> _Exercise_:
Reproduce every line of the data below without changing a single character.

> _Material_:
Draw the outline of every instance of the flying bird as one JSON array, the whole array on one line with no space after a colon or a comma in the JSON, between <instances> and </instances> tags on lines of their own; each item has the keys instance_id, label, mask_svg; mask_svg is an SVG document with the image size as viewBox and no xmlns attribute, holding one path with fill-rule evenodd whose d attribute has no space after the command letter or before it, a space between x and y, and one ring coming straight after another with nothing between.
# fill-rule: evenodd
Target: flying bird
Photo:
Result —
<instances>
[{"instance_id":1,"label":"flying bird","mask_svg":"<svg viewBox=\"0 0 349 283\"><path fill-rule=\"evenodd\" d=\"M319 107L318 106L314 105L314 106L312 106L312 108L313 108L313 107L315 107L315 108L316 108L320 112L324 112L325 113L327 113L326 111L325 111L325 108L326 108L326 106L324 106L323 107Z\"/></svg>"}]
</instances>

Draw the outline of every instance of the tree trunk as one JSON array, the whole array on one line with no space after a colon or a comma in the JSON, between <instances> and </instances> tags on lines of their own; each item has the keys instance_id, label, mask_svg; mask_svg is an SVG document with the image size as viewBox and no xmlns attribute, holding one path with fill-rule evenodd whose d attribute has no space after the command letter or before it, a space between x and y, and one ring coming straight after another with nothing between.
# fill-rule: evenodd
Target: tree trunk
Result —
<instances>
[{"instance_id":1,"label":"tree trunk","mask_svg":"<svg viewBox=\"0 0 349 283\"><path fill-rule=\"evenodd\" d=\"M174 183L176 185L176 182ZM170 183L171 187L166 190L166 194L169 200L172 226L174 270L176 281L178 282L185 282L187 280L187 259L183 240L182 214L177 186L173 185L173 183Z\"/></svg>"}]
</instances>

> _Output of the exercise_:
Draw the outline of every instance of the flying bird as one JSON array, the whole array on one line with no space after a colon or a comma in the JSON, between <instances> and </instances> tags on lines of their own; each item has the keys instance_id, label, mask_svg; mask_svg is an SVG document with the image size as viewBox and no xmlns attribute, holding one path with fill-rule evenodd whose d attribute has no space after the command letter or before it, a space between x and y, and one ring coming straight after another with nothing between.
# fill-rule: evenodd
Target: flying bird
Photo:
Result —
<instances>
[{"instance_id":1,"label":"flying bird","mask_svg":"<svg viewBox=\"0 0 349 283\"><path fill-rule=\"evenodd\" d=\"M319 107L318 106L314 105L314 106L312 106L312 108L313 108L313 107L315 107L315 108L316 108L320 112L324 112L325 113L327 113L326 111L325 111L325 108L326 108L326 106L324 106L323 107Z\"/></svg>"}]
</instances>

Draw the outline of every instance of the tree trunk as one JSON array, the whole array on one line with no space after a colon or a comma in the JSON, between <instances> and </instances> tags on lines of their own; each item has the keys instance_id, label, mask_svg; mask_svg is an SVG document with the image size as viewBox and no xmlns attribute, holding one path with fill-rule evenodd whose d attribute has no space after the command letter or before it, a space between x and y, and one ring coming straight after another with nothing between.
# fill-rule: evenodd
Target: tree trunk
Result —
<instances>
[{"instance_id":1,"label":"tree trunk","mask_svg":"<svg viewBox=\"0 0 349 283\"><path fill-rule=\"evenodd\" d=\"M174 183L176 185L176 182ZM170 183L171 187L166 190L166 194L169 200L172 226L174 270L176 281L178 282L185 282L187 280L187 259L183 240L182 214L177 186L173 185L173 183Z\"/></svg>"}]
</instances>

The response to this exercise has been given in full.